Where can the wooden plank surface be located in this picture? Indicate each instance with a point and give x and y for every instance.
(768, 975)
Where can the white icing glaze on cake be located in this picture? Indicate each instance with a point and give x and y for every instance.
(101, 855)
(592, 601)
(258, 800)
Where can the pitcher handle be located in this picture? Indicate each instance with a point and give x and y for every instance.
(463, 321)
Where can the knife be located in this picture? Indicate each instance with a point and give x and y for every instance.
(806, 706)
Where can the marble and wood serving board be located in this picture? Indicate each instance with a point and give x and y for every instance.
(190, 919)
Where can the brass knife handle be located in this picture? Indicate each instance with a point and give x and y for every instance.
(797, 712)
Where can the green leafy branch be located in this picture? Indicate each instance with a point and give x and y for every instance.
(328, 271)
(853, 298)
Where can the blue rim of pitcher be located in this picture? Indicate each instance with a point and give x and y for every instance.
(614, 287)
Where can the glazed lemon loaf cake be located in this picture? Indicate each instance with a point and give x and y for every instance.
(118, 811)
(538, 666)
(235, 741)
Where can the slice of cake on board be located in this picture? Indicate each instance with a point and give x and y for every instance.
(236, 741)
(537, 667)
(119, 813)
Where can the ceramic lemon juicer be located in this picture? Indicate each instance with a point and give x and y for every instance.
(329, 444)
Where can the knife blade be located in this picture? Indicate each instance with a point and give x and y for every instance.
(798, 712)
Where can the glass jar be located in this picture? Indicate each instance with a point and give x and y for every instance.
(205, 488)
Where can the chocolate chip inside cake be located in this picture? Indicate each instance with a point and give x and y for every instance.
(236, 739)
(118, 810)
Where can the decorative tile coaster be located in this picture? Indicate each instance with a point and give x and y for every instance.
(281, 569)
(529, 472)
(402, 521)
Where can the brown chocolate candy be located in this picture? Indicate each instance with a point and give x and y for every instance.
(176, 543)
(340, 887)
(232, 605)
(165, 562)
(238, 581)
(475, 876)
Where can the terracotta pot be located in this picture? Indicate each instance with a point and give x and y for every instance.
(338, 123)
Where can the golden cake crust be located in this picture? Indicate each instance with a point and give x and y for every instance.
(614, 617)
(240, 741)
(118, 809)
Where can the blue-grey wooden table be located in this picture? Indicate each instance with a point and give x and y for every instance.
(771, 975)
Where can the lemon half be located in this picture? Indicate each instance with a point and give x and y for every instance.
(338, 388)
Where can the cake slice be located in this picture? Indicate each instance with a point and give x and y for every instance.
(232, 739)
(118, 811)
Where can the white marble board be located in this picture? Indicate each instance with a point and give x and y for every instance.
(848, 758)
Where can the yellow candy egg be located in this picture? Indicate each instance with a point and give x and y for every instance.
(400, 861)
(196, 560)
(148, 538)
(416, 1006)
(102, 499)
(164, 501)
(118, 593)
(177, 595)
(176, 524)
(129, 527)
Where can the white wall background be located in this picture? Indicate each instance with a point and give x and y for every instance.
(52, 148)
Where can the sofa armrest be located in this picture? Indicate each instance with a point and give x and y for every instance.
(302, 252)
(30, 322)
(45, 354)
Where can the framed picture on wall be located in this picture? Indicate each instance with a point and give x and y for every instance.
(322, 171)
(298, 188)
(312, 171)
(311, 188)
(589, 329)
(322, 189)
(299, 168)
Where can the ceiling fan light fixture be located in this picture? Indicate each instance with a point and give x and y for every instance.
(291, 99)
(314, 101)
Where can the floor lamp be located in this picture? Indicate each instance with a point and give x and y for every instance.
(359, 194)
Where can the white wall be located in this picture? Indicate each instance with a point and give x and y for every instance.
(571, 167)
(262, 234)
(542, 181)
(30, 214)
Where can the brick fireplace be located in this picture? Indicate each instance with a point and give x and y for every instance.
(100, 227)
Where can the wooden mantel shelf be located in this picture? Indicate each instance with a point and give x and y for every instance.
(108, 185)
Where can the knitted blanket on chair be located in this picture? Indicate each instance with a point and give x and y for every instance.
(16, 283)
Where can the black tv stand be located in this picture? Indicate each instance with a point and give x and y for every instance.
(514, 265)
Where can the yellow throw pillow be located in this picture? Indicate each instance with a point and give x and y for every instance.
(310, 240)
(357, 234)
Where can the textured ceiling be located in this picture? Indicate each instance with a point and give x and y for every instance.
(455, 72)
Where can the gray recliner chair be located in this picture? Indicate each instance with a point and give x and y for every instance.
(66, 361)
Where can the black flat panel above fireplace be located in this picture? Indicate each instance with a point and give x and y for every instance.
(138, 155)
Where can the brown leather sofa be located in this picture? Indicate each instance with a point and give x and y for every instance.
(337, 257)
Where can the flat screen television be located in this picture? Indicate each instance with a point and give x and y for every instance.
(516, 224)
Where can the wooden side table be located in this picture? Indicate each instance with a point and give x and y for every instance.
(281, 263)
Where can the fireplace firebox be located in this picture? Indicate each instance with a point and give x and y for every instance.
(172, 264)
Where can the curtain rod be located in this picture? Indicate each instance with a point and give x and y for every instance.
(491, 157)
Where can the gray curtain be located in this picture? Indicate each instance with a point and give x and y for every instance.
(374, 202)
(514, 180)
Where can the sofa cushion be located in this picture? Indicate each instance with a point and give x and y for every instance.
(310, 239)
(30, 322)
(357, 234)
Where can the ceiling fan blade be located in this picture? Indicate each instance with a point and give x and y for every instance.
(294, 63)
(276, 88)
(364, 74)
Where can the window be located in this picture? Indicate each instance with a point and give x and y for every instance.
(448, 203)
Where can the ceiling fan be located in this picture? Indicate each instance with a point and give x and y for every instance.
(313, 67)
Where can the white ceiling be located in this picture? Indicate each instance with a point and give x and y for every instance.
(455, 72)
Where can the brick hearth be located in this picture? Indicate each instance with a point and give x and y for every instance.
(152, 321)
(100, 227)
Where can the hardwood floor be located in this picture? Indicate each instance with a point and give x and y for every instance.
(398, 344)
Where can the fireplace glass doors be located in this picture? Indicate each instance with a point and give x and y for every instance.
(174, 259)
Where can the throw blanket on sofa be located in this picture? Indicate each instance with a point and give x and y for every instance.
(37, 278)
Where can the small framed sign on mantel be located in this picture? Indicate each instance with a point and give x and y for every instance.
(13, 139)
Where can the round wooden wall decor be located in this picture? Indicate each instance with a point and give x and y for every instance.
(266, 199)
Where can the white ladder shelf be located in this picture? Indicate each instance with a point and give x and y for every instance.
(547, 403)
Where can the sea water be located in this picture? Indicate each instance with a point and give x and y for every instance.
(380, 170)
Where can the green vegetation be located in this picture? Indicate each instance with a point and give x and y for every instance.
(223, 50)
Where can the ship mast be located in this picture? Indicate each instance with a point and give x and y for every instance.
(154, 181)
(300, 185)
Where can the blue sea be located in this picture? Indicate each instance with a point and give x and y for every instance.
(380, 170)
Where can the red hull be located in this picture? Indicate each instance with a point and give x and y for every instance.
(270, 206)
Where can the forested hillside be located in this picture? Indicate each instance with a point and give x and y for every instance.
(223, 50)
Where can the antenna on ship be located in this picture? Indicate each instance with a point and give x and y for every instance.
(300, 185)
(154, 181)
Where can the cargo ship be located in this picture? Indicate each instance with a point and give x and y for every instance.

→ **Instructions to follow**: Set down the lines above exactly as written. Begin at the line containing "Where can the red" and stop after the last line.

→ **Solution for this task**:
Where can the red hull be located in this picture? Indicate each instance with a point and give x and y for every instance.
(270, 206)
Where can the forested hillside be located in this picture? Indicate each instance with a point and give x and y for every instance.
(223, 50)
Where can the antenna on ship be located in this picture? Indicate each instance with a point and give x and y for every instance.
(300, 185)
(154, 181)
Where can the cargo ship be located in this picture? Indicate each instance with a point and give x and y for every instance.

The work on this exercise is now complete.